Task brief -
Exact copies of the records below are required.

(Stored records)
- - - - -

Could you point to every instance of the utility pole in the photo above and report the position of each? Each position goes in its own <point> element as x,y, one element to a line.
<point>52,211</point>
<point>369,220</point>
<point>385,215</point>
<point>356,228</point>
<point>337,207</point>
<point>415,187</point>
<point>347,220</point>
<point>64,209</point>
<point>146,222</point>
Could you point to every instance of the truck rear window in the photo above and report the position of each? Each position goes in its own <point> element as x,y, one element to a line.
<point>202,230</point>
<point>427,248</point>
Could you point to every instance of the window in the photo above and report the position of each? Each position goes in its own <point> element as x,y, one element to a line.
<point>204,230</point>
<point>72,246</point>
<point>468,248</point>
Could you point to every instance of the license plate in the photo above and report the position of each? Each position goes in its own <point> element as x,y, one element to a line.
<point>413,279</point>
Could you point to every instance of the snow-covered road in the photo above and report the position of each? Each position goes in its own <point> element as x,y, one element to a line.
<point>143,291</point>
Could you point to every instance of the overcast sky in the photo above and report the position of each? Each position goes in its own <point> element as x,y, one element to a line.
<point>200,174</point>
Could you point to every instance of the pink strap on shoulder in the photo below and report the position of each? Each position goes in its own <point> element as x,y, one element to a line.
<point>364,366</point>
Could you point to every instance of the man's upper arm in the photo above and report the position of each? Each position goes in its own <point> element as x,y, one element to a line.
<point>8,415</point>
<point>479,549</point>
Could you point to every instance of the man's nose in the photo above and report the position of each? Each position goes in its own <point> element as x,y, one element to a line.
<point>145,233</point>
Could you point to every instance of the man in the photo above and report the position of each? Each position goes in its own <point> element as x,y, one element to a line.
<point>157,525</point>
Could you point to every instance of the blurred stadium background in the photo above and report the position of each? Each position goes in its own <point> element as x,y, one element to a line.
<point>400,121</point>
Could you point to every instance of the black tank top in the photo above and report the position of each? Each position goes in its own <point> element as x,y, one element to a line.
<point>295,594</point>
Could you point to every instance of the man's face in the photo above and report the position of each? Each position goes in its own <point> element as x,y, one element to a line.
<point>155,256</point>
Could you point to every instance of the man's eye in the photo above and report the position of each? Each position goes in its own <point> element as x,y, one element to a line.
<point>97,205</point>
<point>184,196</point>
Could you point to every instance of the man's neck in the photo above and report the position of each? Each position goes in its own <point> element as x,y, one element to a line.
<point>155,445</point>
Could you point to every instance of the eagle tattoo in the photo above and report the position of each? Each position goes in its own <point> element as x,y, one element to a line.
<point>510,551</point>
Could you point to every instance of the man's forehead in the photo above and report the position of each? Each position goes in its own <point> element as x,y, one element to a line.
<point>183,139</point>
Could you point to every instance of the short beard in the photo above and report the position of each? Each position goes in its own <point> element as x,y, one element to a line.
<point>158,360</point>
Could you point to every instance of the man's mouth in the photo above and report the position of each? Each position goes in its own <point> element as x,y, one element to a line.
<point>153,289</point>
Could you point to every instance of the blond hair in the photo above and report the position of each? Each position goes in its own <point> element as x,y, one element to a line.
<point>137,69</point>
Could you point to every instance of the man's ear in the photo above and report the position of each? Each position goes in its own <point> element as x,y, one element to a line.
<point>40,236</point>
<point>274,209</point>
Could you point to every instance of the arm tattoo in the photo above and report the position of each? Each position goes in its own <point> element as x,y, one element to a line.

- - - - -

Solution -
Could you point to every instance of the utility pole in the photo above and report the position of each? Each position goes in its own <point> element as x,y, one element to a line.
<point>52,211</point>
<point>369,220</point>
<point>385,215</point>
<point>356,228</point>
<point>337,207</point>
<point>415,187</point>
<point>347,220</point>
<point>64,209</point>
<point>146,222</point>
Could you point to every instance of the truck rear window in the photo above and report the position of each? Each position goes in its own <point> element as x,y, one element to a line.
<point>202,230</point>
<point>427,248</point>
Could you point to every instance of the window in the photo above and report the position of each? Each position goes in its own <point> element as x,y, one element to a line.
<point>204,230</point>
<point>72,246</point>
<point>468,248</point>
Could you point to every instance of the license plate in the photo above and report the position of each? Each position goes in its own <point> element as x,y, one element to a line.
<point>413,279</point>
Could you point to every instance of the snow-covered road in the photo above and report the position of each? Each position goes in its own <point> element as x,y, one element to a line.
<point>143,291</point>
Could you point to every instance of the overcast sky in the photo above and report the position of each? Each position goes in its own <point> element as x,y, one element to a line.
<point>200,174</point>
Could you point to every instance of the pink strap on shoulder in the photo below and report the position of each? Each position goes in its own <point> element as x,y, one element to a line.
<point>364,366</point>
Could you point to every instance of the man's upper arm in the photo above and report the position of each? Each position goes in its own <point> element as x,y, one element to a line.
<point>8,415</point>
<point>479,549</point>
Could you point to every instance of the man's nose in the photo above and report the position of each? Each position goes in its own <point> element as x,y, one element to a line.
<point>145,233</point>
Could you point to every instance of the man in the photo above and report the position of each? Each position goes in its own <point> element as x,y, one element to a line.
<point>157,525</point>
Could you point to every instance of the blurred stadium background in the photo above and report the position of each? Each position goes in its own <point> element as x,y, one element to a line.
<point>400,121</point>
Could you point to every instance of the black tank top in the photo above and report the position of each? Each position goes in its own <point> element as x,y, one element to a line.
<point>295,594</point>
Could you point to every instance of the man's face in the photo above and report the position of each? Each position goes in its own <point> element as x,y, one element to a line.
<point>155,256</point>
Could you point to every instance of the man's eye in the photo above and report the position of each? Each position goes in its own <point> element as x,y, one element to a line.
<point>97,205</point>
<point>184,196</point>
Could you point to every instance of the man's neck in the photo above and report the position of each? Each position goes in its own <point> element as x,y, one element to a line.
<point>155,445</point>
Could you point to every instance of the eagle tattoo in the photo above and report the position of each? Each position goes in its own <point> element as x,y, one element to a line.
<point>510,551</point>
Could you point to every instance of the man's forehead in the photo above and report the position of each? Each position goes in its own <point> element as x,y, one element to a line.
<point>183,139</point>
Could you point to every instance of the short beard in the photo above and report the position of each? Each position goes in its own <point> element as x,y, one element to a line.
<point>158,360</point>
Could you point to every instance of the man's mouth in the photo above and report the position of each? Each position goes in its own <point> element as x,y, one element to a line.
<point>153,289</point>
Could you point to every instance of the blond hair in the photo above and report the position of each? Each position goes in its own <point> element as x,y, one element to a line.
<point>137,69</point>
Could you point to every instance of the man's ear in the photo above and report the position of each? Each position goes in its own <point> element as x,y, one element to a line.
<point>40,236</point>
<point>274,209</point>
Could you point to every instance of the arm tattoo in the photo above and report the position of each? Each position goes in its own <point> element as x,y, one element to a line.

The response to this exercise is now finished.